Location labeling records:
++++++++++

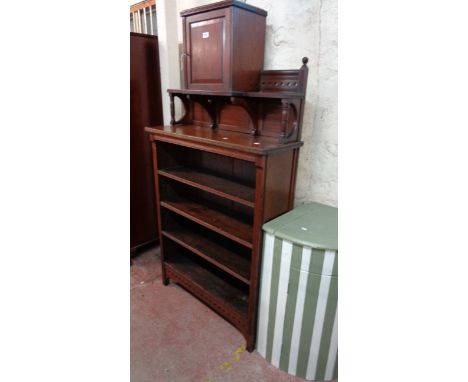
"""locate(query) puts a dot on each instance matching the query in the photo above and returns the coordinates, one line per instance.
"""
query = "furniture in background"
(143, 17)
(228, 165)
(145, 109)
(297, 320)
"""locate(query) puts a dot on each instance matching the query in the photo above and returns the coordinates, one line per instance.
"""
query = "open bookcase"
(223, 169)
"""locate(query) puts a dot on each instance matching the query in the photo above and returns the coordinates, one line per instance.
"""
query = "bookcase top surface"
(223, 4)
(260, 145)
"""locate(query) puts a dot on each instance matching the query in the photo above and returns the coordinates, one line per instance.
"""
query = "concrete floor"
(176, 338)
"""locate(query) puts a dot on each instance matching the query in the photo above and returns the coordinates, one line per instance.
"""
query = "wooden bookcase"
(221, 171)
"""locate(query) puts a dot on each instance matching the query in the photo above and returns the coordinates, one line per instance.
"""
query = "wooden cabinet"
(228, 165)
(220, 51)
(145, 109)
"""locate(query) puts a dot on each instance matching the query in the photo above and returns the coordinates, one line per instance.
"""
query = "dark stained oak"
(214, 36)
(213, 252)
(219, 289)
(145, 109)
(225, 225)
(211, 183)
(228, 139)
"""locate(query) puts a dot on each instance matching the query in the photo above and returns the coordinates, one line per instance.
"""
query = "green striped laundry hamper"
(297, 321)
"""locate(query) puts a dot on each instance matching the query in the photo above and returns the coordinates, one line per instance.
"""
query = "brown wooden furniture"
(221, 171)
(214, 36)
(145, 109)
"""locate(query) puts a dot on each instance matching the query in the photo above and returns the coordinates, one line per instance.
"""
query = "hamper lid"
(313, 225)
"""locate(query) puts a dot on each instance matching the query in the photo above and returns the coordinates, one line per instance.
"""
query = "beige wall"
(294, 29)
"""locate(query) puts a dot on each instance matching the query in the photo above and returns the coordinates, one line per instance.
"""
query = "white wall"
(294, 29)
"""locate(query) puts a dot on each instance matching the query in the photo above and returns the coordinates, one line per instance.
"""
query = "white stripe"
(264, 307)
(333, 349)
(299, 311)
(144, 20)
(285, 268)
(329, 258)
(320, 314)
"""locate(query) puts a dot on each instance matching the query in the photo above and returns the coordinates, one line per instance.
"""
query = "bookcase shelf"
(215, 291)
(215, 253)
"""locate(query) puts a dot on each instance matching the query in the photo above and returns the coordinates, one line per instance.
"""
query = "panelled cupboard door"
(208, 50)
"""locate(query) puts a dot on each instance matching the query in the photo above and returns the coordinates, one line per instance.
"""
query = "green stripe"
(294, 274)
(327, 328)
(310, 305)
(273, 295)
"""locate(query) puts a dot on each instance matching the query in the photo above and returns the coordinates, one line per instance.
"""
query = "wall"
(294, 29)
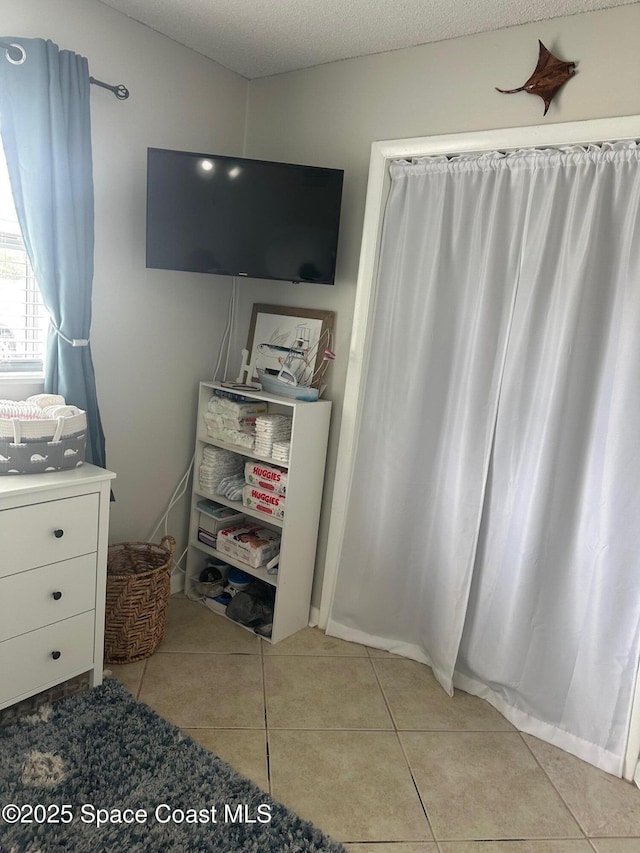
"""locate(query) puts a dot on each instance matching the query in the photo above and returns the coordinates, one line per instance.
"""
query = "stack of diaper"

++++++++++

AIM OF THE TASK – Count how many of the lines above contain the word "white", with case counting. Give only the number.

THE OUTPUT – 2